→ Texto proporcionado
========================================
Es decir, no importa absolutamente nada lo que haga la peonza; él está donde quiere, y el hecho intrínseco, la verdad y la simbología que esta posee se desvanece en una última escena abierta al pensamiento, en la que, una simple peonza de juegos, ya no tiene relevancia, ni para un personaje principal, ni para el dichoso que ha disfrutado de lo que este objeto entrañaba a lo largo de la película.

Otro ejemplo es La estatua de la Libertad, originalmente La Libertad iluminando al mundo, un regalo de los franceses a los estadounidenses en 1886 que sirvió como faro y de noventa y tres metros de altura. Es eso, una estatua, un regalo entre países con el fin de la cordialidad entre estos; pero llevado al cine tiene otro significado: en El planeta de los Simios (Franklin J. Schaffner, 1968) y sus respectivos –y a veces insulsos- remakes, se nos muestra La estatua de la Libertad, y la consecución de la ansiada búsqueda de la verdad por parte del protagonista. Éste, George Taylor, creía estar en un planeta habitado por simios inteligentes y que eran superiores a los humanos…hasta que encontró la estatua. En ese instante, comprendió que jamás había viajado hasta otro planeta; si no que siempre había estado en la Tierra, y que era esta la que ahora se encontraba habitada por esos seres tan superiores.
========================================
→ Ejercicio planteado 1
Responda brevemente a estas preguntas sobre el texto acerca de los objetos simbólicos en el cine:
(a) ¿Qué objeto, según el primer párrafo, ya no tiene relevancia en la última escena abierta al pensamiento?
(b) ¿Cuál era el nombre original de La estatua de la Libertad?
(c) ¿Cómo se llama el protagonista de El planeta de los Simios?
→ Ejercicio planteado 2
Continúe el texto acerca de los objetos simbólicos en el cine a partir del punto en que termina.

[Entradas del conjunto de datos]
========================================
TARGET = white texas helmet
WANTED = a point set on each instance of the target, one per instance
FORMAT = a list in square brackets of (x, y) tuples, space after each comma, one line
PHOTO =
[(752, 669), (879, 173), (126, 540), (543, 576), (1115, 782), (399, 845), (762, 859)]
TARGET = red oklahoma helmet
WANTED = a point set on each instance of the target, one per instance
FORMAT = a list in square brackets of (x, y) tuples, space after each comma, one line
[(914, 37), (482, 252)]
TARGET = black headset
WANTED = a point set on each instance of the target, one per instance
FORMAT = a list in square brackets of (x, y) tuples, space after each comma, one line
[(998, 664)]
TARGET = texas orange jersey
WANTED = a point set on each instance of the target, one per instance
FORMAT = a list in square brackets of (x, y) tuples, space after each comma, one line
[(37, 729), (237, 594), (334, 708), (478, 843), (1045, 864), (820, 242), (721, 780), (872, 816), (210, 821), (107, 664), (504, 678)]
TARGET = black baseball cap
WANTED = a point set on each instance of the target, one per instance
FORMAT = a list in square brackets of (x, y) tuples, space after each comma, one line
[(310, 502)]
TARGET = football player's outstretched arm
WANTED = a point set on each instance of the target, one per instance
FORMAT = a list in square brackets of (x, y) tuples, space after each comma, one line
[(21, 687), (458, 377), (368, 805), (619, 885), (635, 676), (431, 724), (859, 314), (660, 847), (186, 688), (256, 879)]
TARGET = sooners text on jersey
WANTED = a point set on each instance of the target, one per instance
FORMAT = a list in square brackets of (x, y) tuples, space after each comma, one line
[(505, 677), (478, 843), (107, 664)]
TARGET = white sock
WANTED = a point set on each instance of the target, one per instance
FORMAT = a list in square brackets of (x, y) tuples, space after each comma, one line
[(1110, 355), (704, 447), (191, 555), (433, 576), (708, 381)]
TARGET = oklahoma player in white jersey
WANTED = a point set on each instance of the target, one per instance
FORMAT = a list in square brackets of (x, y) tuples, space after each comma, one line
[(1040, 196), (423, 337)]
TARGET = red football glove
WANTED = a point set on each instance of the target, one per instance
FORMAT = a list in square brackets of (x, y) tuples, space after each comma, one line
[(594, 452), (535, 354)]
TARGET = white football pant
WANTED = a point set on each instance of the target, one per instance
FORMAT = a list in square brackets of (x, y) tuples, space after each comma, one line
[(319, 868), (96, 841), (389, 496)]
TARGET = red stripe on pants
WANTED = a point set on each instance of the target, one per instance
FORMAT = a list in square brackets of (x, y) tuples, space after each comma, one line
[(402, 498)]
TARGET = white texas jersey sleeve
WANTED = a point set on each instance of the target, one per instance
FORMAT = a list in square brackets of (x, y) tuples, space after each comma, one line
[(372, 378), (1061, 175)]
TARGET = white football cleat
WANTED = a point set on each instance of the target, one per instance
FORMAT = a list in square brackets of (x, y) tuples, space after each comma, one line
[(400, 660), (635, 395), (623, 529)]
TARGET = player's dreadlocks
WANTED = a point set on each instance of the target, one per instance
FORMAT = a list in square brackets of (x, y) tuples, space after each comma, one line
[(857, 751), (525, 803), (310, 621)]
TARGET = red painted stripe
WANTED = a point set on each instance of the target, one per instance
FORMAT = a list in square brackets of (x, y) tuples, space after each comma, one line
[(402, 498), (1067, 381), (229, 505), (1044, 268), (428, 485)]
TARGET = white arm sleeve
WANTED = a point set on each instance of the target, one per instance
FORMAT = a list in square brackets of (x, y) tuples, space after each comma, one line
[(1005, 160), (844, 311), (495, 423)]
========================================
→ Respuesta redactada 1
(a) Una simple peonza de juegos.
(b) La Libertad iluminando al mundo.
(c) George Taylor.

→ Respuesta redactada 2
En este caso, encontró desolación, y bajó a la realidad que tanto creía vivir, pero sin la verdad completa. El viaje en el tiempo y la redención ante los simios es la verdadera realidad; y esa realidad le hizo hincar las rodillas sobre la arena de la playa, ante una estatua que, era simplemente eso, una estatua; pero que quería decir mucho más.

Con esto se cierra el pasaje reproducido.